▶ **Task description**:
Here are some entries; quote each one exactly.

Dataset records about object locations
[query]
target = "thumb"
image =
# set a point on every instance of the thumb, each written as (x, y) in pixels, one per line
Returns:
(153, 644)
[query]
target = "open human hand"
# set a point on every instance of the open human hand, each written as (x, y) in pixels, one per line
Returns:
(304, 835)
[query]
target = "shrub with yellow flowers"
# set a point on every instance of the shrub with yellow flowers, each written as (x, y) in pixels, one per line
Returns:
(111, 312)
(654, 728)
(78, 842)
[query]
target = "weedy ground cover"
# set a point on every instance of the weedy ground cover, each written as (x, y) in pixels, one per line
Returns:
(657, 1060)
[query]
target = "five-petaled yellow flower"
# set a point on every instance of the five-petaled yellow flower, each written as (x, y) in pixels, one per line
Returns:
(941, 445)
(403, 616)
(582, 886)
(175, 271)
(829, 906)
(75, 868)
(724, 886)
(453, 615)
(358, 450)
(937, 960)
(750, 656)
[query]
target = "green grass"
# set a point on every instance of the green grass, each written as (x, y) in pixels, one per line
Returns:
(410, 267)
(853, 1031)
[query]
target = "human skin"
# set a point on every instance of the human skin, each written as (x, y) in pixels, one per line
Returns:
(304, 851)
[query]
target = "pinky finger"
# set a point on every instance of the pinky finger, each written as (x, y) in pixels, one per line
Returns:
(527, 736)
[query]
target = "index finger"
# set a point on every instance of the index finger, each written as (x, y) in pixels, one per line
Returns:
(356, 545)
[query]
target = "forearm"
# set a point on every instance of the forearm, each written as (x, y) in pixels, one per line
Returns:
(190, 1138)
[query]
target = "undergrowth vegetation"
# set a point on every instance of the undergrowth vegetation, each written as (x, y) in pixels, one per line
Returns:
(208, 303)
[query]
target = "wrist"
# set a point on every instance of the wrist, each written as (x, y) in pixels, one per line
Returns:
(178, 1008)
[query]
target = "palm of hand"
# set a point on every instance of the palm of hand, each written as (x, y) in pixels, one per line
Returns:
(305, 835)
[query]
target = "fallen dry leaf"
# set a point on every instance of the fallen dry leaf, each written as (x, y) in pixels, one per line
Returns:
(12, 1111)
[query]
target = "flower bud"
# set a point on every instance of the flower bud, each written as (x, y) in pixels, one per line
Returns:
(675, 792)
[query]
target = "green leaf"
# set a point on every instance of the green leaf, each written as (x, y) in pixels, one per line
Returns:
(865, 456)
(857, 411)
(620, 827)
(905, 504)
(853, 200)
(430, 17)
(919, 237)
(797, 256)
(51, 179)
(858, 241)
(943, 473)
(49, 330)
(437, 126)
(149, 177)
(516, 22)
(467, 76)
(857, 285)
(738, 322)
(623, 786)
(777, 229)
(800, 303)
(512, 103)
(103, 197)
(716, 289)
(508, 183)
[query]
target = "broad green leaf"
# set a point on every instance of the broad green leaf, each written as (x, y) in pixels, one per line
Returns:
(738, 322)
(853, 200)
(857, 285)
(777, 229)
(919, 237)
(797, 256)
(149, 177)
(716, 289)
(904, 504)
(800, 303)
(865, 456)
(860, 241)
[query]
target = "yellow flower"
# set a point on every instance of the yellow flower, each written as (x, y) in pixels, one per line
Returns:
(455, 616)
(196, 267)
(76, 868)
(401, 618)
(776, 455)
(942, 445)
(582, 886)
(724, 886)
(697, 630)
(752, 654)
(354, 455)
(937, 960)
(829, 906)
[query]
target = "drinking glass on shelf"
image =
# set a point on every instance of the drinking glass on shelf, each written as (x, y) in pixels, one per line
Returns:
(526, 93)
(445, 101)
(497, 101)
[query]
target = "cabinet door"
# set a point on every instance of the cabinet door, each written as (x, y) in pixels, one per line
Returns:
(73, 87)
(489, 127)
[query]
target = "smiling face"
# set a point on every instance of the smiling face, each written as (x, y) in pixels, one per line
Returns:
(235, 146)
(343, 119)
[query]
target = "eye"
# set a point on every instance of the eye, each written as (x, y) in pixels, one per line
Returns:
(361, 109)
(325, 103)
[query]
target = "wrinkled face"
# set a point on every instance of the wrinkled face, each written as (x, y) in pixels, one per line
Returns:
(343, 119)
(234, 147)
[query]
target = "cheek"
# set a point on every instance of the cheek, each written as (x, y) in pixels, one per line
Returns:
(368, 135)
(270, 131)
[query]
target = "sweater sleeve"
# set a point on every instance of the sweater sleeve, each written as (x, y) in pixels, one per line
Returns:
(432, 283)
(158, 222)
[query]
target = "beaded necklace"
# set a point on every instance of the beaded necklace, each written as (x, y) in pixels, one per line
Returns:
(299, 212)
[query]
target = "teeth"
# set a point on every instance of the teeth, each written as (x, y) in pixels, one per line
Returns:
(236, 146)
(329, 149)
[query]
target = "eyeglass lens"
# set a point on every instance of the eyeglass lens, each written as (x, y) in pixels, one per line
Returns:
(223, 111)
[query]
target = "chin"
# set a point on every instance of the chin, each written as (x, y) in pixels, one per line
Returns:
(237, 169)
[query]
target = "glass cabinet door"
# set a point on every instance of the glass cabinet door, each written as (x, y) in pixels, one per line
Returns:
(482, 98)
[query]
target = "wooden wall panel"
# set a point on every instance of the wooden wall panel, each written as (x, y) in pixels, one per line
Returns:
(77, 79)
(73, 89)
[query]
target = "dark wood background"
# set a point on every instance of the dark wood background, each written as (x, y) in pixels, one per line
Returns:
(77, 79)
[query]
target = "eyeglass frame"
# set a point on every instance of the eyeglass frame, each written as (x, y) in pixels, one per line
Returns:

▶ **Full response**:
[query]
target = "thumb"
image =
# set a point on every instance of the thumb, each written as (x, y) in pixels, one per line
Returns:
(153, 644)
[query]
target = "open human hand"
# set a point on every instance of the open human hand, each written as (x, y) in pixels, one per line
Returns:
(304, 835)
[query]
target = "shrub with yellow flowers"
# set a point on every instance of the shrub with yellow flowers, each written as (x, y) in pixels, one per line
Returns:
(111, 312)
(654, 728)
(78, 842)
[query]
target = "weedy ground cover"
# set a point on every instance of the weedy ground cover, each written as (x, y) in pixels, one per line
Returns:
(657, 1060)
[query]
target = "five-petaled yellow flower"
# set a point on every instance of the five-petaled yellow flower, each written as (x, y) in pixels, one per line
Returns:
(941, 445)
(403, 616)
(582, 886)
(175, 271)
(829, 906)
(75, 868)
(724, 886)
(453, 615)
(358, 450)
(937, 960)
(750, 656)
[query]
target = "green grass"
# set a point on every instance of the green grass, each written as (x, y) in pixels, one per line
Returns:
(410, 267)
(853, 1031)
[query]
target = "human skin"
# set a point on every instance of the human skin, each written as (x, y) in pixels, one per line
Returns:
(304, 851)
[query]
target = "pinky finger"
# set a point on every instance of the pinky finger, each written as (x, y) in pixels, one per line
Returns:
(527, 736)
[query]
target = "index finger"
# set a point on every instance of the index finger, each written as (x, y) in pixels, one per line
Returns:
(356, 545)
[query]
target = "forearm"
# set a point on every instance of the forearm, each written as (x, y) in pixels, one per line
Returns:
(190, 1138)
[query]
target = "undergrowth vegetation"
# set a point on every instance of the undergrowth vegetation, each written as (x, y) in pixels, one per line
Returns:
(208, 303)
[query]
target = "wrist"
# set a point on every instance of the wrist, each written as (x, y) in pixels, one per line
Returns:
(178, 1008)
[query]
target = "palm of hand"
# set a point on every instance of the palm of hand, each written as (x, y) in pixels, one per line
Returns:
(305, 835)
[query]
target = "fallen dry leaf"
# set a point on every instance of the fallen dry leaf, each written as (x, y) in pixels, one per line
Returns:
(12, 1111)
[query]
target = "flower bud"
# set a point on every instance of the flower bud, each written as (x, y) in pixels, one per line
Returns:
(675, 792)
[query]
target = "green leaf"
# set a point on every instance of the green leaf, each written as (x, y) in pixels, one per line
Returns:
(865, 456)
(857, 411)
(620, 827)
(905, 504)
(853, 200)
(430, 17)
(919, 237)
(797, 256)
(51, 179)
(858, 241)
(943, 473)
(49, 330)
(437, 126)
(149, 177)
(516, 22)
(467, 76)
(857, 285)
(738, 322)
(623, 786)
(777, 229)
(800, 303)
(512, 103)
(103, 197)
(716, 289)
(508, 183)
[query]
target = "broad green leaf"
# set a point on every instance of the broad green leaf, each written as (x, y) in pixels, one per line
Returns:
(738, 322)
(853, 200)
(857, 285)
(777, 229)
(919, 237)
(797, 256)
(149, 177)
(716, 289)
(904, 504)
(800, 303)
(865, 456)
(860, 241)
[query]
target = "yellow flower"
# set a point on every instance of the yellow flower, each written as (x, y) in pixels, one per line
Returns:
(455, 616)
(196, 267)
(76, 868)
(401, 618)
(776, 455)
(942, 445)
(582, 886)
(724, 886)
(697, 630)
(752, 654)
(354, 455)
(937, 960)
(829, 906)
[query]
target = "drinking glass on shelf"
image =
# set a point on every instance of the drinking glass on shelf, each written as (x, y) in pixels, one per line
Returns:
(526, 93)
(445, 101)
(497, 101)
[query]
target = "cabinet door"
# set a point on every instance of the cabinet door, each written as (x, y) in pixels, one per line
Returns:
(73, 87)
(489, 127)
[query]
target = "smiling face"
# set a point on every instance of the smiling face, each written as (x, y) in pixels, one per line
Returns:
(235, 146)
(343, 119)
[query]
target = "eye"
# set a point on every instance of the eye, each written as (x, y) in pixels, one per line
Returns:
(361, 109)
(325, 103)
[query]
target = "wrinkled face"
# set a point on every instance of the wrinkled face, each written as (x, y) in pixels, one per line
Returns:
(343, 119)
(234, 147)
[query]
target = "cheek"
# set a point on every instance of the cheek, each written as (x, y) in pixels, one per line
Returns:
(368, 135)
(270, 131)
[query]
target = "sweater sleeve"
# set a point on every instance of the sweater sleeve, each written as (x, y) in pixels, one per line
Returns:
(432, 283)
(158, 222)
[query]
target = "beaded necklace"
# set a point on every instance of the beaded necklace, each written as (x, y) in pixels, one per line
Returns:
(299, 212)
[query]
target = "teeth"
# set a point on every instance of the teeth, each written as (x, y) in pixels, one per line
Returns:
(236, 146)
(329, 149)
[query]
target = "eyeglass lens"
# set a point on every instance of the eyeglass lens, each written as (x, y) in pixels, one per line
Returns:
(223, 111)
[query]
target = "chin"
# set a point on every instance of the chin, each written as (x, y) in pixels, one per line
Returns:
(237, 169)
[query]
target = "glass cabinet door"
# set a point on every instance of the glass cabinet door, each written as (x, y) in pixels, one per line
Returns:
(482, 98)
[query]
target = "wooden wall panel"
# set a point on every instance of the wooden wall panel, each written as (x, y) in pixels, one per line
Returns:
(77, 79)
(73, 89)
[query]
target = "dark wood background"
# set a point on every instance of the dark wood background, each written as (x, y) in pixels, one per line
Returns:
(77, 79)
[query]
target = "eyeglass frame"
# set a point on every instance of the eyeglass frame, each written as (x, y) in pixels, one per line
Returns:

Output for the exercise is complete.